__Job__
Please count how many rows below contain the string "stadium", matching case exactly, and reply with the number alone.

####

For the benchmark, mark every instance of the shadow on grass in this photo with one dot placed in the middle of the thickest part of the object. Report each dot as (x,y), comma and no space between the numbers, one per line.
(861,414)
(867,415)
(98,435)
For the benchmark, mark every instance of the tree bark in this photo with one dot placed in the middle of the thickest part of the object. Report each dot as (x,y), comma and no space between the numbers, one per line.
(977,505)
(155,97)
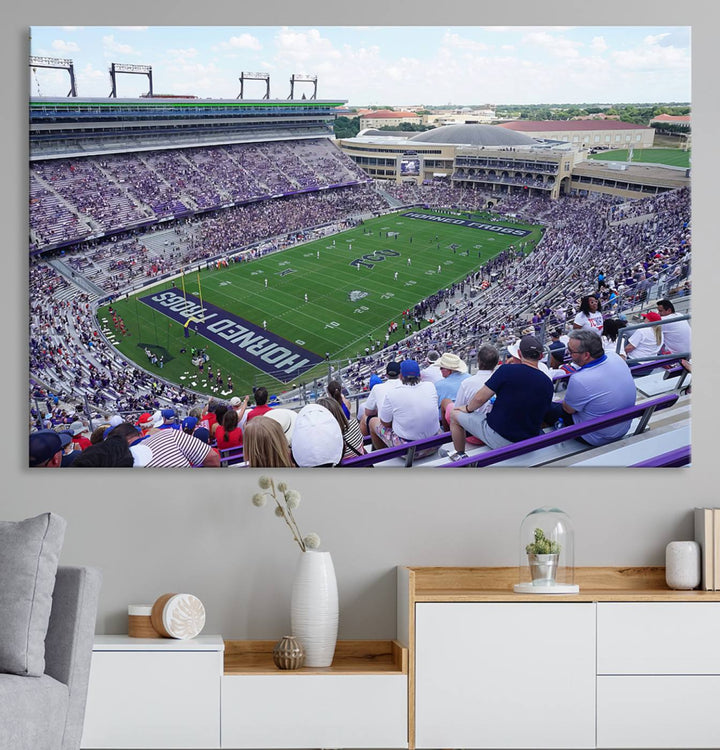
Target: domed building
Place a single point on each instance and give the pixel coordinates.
(490, 136)
(488, 157)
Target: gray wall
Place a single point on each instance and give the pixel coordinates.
(197, 532)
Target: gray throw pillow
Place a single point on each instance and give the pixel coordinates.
(29, 553)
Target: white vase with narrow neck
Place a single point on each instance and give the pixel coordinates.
(314, 607)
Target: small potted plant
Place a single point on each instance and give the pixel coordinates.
(543, 555)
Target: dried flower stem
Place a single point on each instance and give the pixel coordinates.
(287, 516)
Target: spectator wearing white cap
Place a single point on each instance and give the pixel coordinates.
(240, 406)
(523, 396)
(431, 371)
(453, 371)
(408, 413)
(80, 435)
(487, 360)
(317, 438)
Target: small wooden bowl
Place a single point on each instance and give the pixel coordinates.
(140, 621)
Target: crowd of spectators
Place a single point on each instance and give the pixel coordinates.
(74, 197)
(589, 245)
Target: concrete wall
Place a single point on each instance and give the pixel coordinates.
(152, 533)
(197, 531)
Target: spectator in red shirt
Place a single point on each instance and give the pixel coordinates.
(261, 407)
(229, 434)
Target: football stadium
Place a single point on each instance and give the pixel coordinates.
(194, 259)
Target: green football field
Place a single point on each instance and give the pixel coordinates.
(673, 157)
(352, 295)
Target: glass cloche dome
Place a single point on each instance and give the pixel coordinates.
(546, 553)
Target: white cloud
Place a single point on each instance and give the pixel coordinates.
(180, 56)
(243, 41)
(653, 58)
(458, 42)
(554, 45)
(305, 47)
(112, 47)
(654, 39)
(59, 45)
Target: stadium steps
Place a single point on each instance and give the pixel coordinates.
(667, 430)
(75, 280)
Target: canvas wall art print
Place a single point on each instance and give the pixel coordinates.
(390, 247)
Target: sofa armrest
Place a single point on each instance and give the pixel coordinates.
(69, 641)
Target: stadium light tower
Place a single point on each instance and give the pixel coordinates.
(53, 62)
(254, 77)
(302, 78)
(128, 68)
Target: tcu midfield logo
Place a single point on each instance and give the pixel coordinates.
(369, 260)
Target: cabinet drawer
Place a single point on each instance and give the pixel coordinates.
(496, 675)
(658, 638)
(300, 711)
(157, 699)
(662, 711)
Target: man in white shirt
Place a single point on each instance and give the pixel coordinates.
(408, 412)
(432, 371)
(677, 334)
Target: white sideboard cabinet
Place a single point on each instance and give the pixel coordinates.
(498, 675)
(207, 693)
(658, 682)
(624, 663)
(154, 693)
(358, 702)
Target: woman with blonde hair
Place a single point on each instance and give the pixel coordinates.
(265, 445)
(335, 392)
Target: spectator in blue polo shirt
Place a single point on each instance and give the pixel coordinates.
(523, 394)
(602, 385)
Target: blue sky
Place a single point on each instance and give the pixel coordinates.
(378, 65)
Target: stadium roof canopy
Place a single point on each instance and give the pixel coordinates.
(538, 126)
(474, 135)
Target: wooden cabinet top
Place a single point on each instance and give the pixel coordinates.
(632, 584)
(351, 657)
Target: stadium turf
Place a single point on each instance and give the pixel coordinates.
(672, 157)
(352, 295)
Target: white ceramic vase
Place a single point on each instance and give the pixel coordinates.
(314, 607)
(682, 565)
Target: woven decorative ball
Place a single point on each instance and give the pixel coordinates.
(178, 616)
(288, 653)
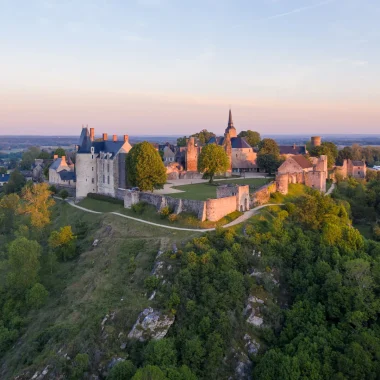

####

__Result for this task__
5